### Exercise brief:
Reproduce every one of the records below word for word, keeping each line in its original order.

### Provided information:
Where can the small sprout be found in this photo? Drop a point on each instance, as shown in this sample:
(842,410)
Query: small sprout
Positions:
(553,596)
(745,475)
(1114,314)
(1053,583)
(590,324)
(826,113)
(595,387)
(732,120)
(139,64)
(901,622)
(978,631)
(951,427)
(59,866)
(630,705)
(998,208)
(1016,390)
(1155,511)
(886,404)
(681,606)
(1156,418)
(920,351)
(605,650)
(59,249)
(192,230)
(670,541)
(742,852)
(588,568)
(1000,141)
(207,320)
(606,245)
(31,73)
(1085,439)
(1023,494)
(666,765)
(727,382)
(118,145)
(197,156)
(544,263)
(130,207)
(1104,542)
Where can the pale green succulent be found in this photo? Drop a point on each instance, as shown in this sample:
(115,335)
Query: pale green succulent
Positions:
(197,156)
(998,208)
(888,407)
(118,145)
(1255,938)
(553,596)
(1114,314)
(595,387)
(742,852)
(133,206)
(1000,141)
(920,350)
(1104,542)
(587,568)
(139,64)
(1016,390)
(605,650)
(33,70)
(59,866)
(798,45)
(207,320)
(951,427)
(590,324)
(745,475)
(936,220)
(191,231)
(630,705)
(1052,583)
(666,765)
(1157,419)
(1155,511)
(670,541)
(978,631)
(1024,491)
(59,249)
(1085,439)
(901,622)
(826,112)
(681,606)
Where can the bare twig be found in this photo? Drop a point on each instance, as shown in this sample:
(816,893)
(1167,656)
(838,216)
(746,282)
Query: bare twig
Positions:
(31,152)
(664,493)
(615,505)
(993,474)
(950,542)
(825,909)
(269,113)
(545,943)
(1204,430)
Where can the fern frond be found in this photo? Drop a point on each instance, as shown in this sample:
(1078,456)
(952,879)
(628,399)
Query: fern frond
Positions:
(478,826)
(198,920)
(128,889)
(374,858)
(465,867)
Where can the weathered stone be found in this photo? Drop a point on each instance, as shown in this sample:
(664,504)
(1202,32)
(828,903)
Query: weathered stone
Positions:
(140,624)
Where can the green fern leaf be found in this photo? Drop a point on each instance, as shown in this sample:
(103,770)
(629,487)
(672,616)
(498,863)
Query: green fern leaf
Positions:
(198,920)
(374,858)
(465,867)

### Result for this exercise:
Where can the small sprout be found in this photo? Drop a point on each instance, as shown in this sample:
(842,410)
Query: small sprout
Positions:
(553,596)
(745,475)
(1114,314)
(1053,583)
(590,324)
(826,113)
(595,387)
(732,120)
(139,64)
(901,622)
(978,631)
(951,427)
(59,866)
(630,705)
(998,208)
(1016,390)
(1155,511)
(886,404)
(681,606)
(1156,418)
(920,351)
(605,650)
(59,249)
(192,230)
(670,541)
(742,852)
(588,568)
(1000,141)
(207,320)
(606,245)
(31,73)
(1085,439)
(1023,494)
(666,765)
(727,382)
(118,145)
(197,156)
(544,263)
(130,207)
(1104,542)
Where can the pale green succulent be found in this photo? Drop a point on each instance, as shown in this sample:
(115,335)
Query: pale green succulent
Positions:
(197,156)
(998,208)
(888,407)
(118,145)
(1255,938)
(553,596)
(1114,314)
(595,387)
(742,852)
(133,206)
(1000,141)
(920,350)
(1104,542)
(587,568)
(139,64)
(1016,390)
(605,650)
(33,70)
(59,866)
(798,45)
(207,320)
(951,427)
(590,324)
(745,475)
(936,220)
(191,231)
(630,705)
(1052,583)
(666,765)
(1157,419)
(1155,511)
(670,541)
(978,631)
(1024,491)
(59,249)
(1085,439)
(901,622)
(826,112)
(681,606)
Where can the bare twig be found in this photo? Drop a point on each instance, as shown in this sample:
(816,893)
(1167,656)
(838,216)
(746,282)
Query: bare twig
Positions:
(31,152)
(664,493)
(615,505)
(993,474)
(950,542)
(825,909)
(269,113)
(545,943)
(1204,430)
Where can the fern frond be found in this photo? Drop a point on each instance, as shown in this sample:
(1078,456)
(952,879)
(628,399)
Query: fern frond
Positions:
(478,826)
(198,920)
(128,889)
(374,858)
(465,867)
Where can the weathered stone be found in this photo? Drop a point on each instance, as shown in this sample:
(664,504)
(1202,32)
(828,903)
Query: weathered stone
Positions:
(140,624)
Where can the green fern leaf be found in this photo? Drop a point on each instance, as shown in this sample:
(103,770)
(629,487)
(672,616)
(498,863)
Query: green fern leaf
Positions:
(198,920)
(374,858)
(465,867)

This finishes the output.